| TASK DIRECTIONS |
Rewrite the stretch of the project overview from "Below you will" through "funded through Kickstarter.", updating every "headset" to "display".

| SOURCE DOCUMENT |
********

Below you will find an overview of current projects being carried out in the group - details of previous projects can be found here
The Oculus Rift virtual reality headset
The Oculus Rift virtual reality headset is one of the most talked about technologies of 2013, with many proclaiming it and similar devices could revolutionise the way people experience interactive content in the coming years.
Dr. Llyr ap Cenydd from the School of Computer Science has sought to explore what could be possible with this new immersive technology by developing prototype experiences in his spare time over the Summer, using an Oculus Rift development kit he funded through Kickstarter.
Ocean Rift is a virtual deep sea diving experience specifically designed for the Oculus Rift. In the tech demo users can explore the sea bed and meet a number of different shark species, schooling fish and humpback whales.
The most infamous inhabitant of Ocean Rift is the hungry prehistoric Megalodon shark that lives in the deeper parts of the simulation. While Ocean Rift is mostly a benign experience, players are warned not to venture too far into the deep, and numerous anecdotal blog posts and YouTube reaction videos are testament to how realistic virtual reality can be when this advice is ignored!
Two key projects in this area have been in collaboration with the CRaIVE consortium, which comprises of interventional radiologists, computer scientists, physicists, clinical engineers and psychologists in the UK and is driving new paradigms in interventional training within virtual environments, relevant to the specialty of Interventional Radiology. The VMG group is working within CRaIVE on the development and validation of two training simulators for interventional radiology:
Image Guided Interventional Needle Simulation (ImaGINe-S), funded by the UK Department of Health
A simulator for teaching the Seldinger Technique, funded by the EPSRC.

********

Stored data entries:
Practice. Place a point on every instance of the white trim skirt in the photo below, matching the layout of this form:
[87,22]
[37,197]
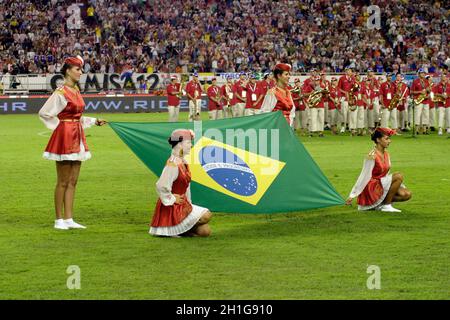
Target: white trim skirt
[83,155]
[386,182]
[184,226]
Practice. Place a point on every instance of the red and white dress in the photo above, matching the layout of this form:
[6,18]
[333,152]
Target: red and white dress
[374,181]
[170,218]
[62,113]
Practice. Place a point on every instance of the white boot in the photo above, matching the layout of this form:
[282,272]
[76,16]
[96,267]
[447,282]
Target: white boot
[59,224]
[73,225]
[389,208]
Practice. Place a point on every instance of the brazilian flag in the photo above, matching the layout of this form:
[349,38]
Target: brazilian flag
[251,164]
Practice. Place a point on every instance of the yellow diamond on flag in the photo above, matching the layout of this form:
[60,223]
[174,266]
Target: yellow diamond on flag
[236,172]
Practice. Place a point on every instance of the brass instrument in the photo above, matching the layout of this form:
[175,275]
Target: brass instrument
[181,94]
[423,96]
[396,99]
[315,97]
[439,98]
[352,97]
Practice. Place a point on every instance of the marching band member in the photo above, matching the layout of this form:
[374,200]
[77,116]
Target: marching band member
[312,76]
[402,108]
[375,188]
[279,98]
[374,98]
[194,92]
[334,105]
[431,103]
[214,104]
[362,103]
[296,97]
[239,96]
[254,98]
[420,90]
[387,91]
[175,215]
[324,83]
[353,106]
[317,111]
[173,98]
[226,92]
[63,113]
[345,84]
[443,94]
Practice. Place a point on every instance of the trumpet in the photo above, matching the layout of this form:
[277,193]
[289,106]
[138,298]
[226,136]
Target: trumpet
[423,96]
[439,98]
[315,97]
[351,97]
[396,99]
[182,92]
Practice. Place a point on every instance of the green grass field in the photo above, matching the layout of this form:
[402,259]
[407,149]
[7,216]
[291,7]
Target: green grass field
[321,254]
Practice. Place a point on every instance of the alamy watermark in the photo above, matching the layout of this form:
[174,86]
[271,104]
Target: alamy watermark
[374,280]
[374,19]
[74,280]
[263,146]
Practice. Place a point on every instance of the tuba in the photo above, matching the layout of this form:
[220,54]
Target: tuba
[352,97]
[316,96]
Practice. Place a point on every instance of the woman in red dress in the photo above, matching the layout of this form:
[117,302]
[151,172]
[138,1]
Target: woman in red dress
[175,215]
[62,113]
[279,98]
[375,188]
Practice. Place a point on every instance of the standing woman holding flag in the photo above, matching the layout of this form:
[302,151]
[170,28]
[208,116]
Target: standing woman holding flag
[375,188]
[280,98]
[62,113]
[175,215]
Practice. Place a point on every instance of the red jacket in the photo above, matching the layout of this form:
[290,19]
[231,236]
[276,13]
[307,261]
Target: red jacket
[192,87]
[173,100]
[419,85]
[213,92]
[387,91]
[253,94]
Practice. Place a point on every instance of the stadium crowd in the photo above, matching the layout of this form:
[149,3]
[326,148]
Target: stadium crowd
[223,36]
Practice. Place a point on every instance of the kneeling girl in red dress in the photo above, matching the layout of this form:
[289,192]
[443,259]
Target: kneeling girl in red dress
[376,188]
[62,113]
[175,215]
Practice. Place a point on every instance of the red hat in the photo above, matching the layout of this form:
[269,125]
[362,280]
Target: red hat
[75,61]
[185,134]
[283,67]
[386,131]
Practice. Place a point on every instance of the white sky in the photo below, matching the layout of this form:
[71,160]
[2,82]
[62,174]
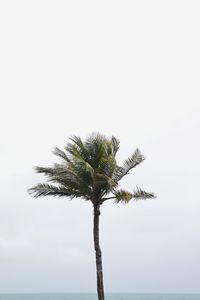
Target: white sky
[128,68]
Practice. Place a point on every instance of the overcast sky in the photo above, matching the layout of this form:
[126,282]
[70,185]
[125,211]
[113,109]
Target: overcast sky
[124,68]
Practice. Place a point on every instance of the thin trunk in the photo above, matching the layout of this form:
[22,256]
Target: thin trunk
[100,289]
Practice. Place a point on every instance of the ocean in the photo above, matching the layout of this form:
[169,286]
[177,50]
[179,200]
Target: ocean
[94,297]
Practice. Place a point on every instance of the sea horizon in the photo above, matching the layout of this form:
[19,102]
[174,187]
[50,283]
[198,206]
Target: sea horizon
[93,296]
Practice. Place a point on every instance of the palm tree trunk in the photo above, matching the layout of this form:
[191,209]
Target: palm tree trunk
[100,289]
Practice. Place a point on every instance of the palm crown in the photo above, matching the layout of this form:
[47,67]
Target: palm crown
[89,170]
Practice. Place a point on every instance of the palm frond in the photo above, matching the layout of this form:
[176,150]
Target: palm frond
[139,194]
[123,196]
[44,189]
[135,159]
[61,154]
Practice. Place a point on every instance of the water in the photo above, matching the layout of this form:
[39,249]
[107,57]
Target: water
[94,297]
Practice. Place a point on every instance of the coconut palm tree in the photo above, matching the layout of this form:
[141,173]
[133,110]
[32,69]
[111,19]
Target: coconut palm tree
[89,170]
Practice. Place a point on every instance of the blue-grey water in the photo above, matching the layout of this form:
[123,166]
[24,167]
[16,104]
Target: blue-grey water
[94,297]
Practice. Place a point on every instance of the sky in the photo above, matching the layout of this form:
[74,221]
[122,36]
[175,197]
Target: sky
[125,68]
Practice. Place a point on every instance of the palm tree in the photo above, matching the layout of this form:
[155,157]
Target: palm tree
[89,170]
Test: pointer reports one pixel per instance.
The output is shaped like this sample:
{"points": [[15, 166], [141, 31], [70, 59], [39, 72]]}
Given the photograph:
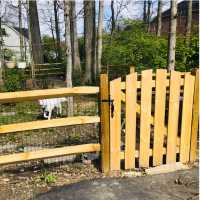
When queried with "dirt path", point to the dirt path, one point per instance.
{"points": [[24, 184], [172, 186]]}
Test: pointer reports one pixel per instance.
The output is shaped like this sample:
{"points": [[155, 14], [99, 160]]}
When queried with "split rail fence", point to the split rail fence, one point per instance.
{"points": [[147, 120]]}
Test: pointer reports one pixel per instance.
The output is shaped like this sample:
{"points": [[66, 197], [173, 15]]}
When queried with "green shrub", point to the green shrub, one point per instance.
{"points": [[13, 80], [144, 50]]}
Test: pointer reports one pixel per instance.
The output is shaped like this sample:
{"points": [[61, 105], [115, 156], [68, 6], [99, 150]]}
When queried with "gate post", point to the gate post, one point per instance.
{"points": [[105, 123]]}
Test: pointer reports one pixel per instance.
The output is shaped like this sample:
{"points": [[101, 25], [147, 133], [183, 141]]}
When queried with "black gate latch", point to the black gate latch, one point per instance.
{"points": [[111, 102]]}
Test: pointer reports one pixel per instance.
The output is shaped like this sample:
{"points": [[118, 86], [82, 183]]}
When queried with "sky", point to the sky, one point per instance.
{"points": [[132, 10]]}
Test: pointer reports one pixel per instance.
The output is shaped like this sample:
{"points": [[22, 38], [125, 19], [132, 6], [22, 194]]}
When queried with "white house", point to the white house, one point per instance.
{"points": [[11, 41]]}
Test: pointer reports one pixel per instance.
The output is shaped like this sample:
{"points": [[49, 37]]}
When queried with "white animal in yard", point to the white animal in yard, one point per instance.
{"points": [[48, 106]]}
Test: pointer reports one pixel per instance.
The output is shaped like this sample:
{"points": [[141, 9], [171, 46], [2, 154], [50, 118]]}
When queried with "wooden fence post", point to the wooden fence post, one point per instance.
{"points": [[195, 120], [132, 69], [104, 122]]}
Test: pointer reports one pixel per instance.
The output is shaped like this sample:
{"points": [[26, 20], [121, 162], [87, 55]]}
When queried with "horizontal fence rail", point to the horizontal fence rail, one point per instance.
{"points": [[7, 97], [22, 127], [49, 153]]}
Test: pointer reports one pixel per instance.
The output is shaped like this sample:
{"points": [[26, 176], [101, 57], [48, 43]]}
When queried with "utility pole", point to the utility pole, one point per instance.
{"points": [[1, 54]]}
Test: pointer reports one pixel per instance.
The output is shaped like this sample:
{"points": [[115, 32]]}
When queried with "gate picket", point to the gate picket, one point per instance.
{"points": [[159, 121], [195, 120], [115, 124], [145, 118], [175, 82], [130, 136], [186, 118]]}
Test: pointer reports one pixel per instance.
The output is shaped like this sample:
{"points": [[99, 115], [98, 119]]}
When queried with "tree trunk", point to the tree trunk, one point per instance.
{"points": [[145, 11], [94, 44], [159, 18], [57, 30], [20, 31], [99, 36], [74, 40], [172, 36], [68, 52], [52, 32], [88, 36], [189, 21], [35, 33], [149, 15], [1, 56], [32, 75], [112, 16]]}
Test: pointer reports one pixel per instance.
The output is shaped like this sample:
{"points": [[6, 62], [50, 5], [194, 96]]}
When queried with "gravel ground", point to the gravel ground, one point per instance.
{"points": [[82, 180], [172, 186]]}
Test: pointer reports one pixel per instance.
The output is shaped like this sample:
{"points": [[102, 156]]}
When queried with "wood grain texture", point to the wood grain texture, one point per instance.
{"points": [[130, 133], [4, 129], [195, 120], [115, 124], [175, 82], [159, 119], [105, 124], [48, 153], [145, 118], [186, 118], [7, 97]]}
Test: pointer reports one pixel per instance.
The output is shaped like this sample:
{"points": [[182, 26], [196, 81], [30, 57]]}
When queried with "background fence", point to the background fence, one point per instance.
{"points": [[25, 135]]}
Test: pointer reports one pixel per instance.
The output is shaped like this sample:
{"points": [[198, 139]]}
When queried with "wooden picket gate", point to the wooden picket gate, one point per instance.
{"points": [[160, 114]]}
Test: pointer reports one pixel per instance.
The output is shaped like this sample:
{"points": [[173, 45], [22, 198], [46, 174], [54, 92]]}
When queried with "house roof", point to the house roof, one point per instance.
{"points": [[24, 30]]}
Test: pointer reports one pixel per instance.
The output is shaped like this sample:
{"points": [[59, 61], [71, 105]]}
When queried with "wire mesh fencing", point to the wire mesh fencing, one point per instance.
{"points": [[33, 140]]}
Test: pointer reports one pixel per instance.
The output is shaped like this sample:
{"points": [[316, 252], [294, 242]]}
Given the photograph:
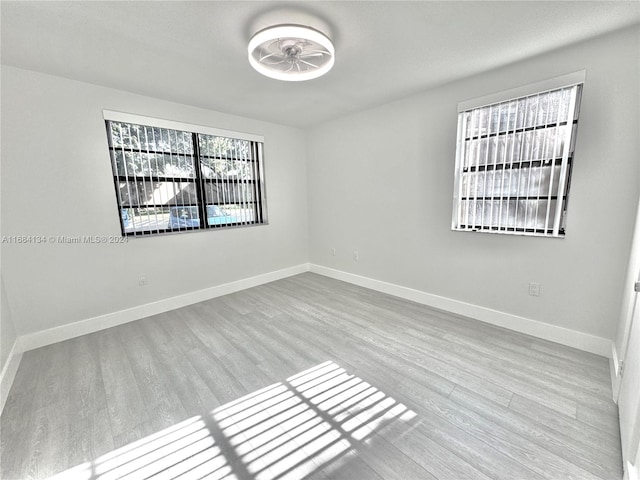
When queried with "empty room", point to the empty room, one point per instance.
{"points": [[276, 240]]}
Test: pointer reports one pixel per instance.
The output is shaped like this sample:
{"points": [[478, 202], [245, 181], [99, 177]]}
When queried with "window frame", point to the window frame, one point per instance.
{"points": [[558, 223], [199, 180]]}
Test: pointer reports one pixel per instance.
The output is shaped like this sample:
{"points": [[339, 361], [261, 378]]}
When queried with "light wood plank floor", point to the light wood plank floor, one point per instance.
{"points": [[309, 377]]}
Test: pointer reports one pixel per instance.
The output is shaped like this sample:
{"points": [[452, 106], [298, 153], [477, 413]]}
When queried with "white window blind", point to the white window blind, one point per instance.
{"points": [[513, 162], [170, 179]]}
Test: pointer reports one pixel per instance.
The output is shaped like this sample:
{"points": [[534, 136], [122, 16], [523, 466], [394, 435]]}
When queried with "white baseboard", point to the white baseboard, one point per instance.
{"points": [[564, 336], [65, 332], [9, 372]]}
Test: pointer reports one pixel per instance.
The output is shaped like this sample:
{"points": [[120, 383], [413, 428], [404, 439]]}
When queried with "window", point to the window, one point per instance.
{"points": [[514, 159], [171, 177]]}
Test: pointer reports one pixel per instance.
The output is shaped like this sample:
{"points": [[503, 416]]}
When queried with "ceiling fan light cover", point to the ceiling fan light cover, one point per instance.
{"points": [[291, 53]]}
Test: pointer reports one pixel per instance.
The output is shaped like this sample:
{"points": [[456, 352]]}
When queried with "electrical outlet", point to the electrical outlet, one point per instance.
{"points": [[534, 289]]}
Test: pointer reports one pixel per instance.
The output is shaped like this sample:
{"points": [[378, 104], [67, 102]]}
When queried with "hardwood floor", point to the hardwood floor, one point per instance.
{"points": [[309, 377]]}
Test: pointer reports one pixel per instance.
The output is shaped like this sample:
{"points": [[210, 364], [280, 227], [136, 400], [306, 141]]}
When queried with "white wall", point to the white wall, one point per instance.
{"points": [[57, 180], [381, 182], [7, 328]]}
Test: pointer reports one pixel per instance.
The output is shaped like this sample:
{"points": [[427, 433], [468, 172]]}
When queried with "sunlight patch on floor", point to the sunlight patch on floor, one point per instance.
{"points": [[319, 417]]}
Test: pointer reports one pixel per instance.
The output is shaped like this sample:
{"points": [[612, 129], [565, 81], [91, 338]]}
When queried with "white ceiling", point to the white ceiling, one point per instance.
{"points": [[195, 52]]}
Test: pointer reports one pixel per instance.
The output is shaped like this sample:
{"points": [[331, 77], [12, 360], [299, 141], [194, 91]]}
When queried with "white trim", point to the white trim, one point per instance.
{"points": [[94, 324], [572, 338], [568, 80], [9, 371], [170, 124], [614, 369]]}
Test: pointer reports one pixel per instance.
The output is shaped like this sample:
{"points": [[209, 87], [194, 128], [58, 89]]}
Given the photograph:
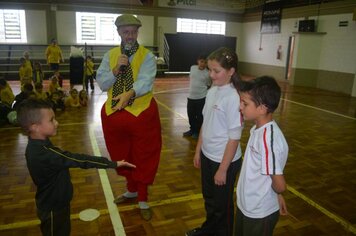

********

| RESPONSE AREA |
Below you will find an overview of current projects being carried out in the group - details of previous projects can be found here
The Oculus Rift virtual reality display
The Oculus Rift virtual reality display is one of the most talked about technologies of 2013, with many proclaiming it and similar devices could revolutionise the way people experience interactive content in the coming years.
Dr. Llyr ap Cenydd from the School of Computer Science has sought to explore what could be possible with this new immersive technology by developing prototype experiences in his spare time over the Summer, using an Oculus Rift development kit he funded through Kickstarter.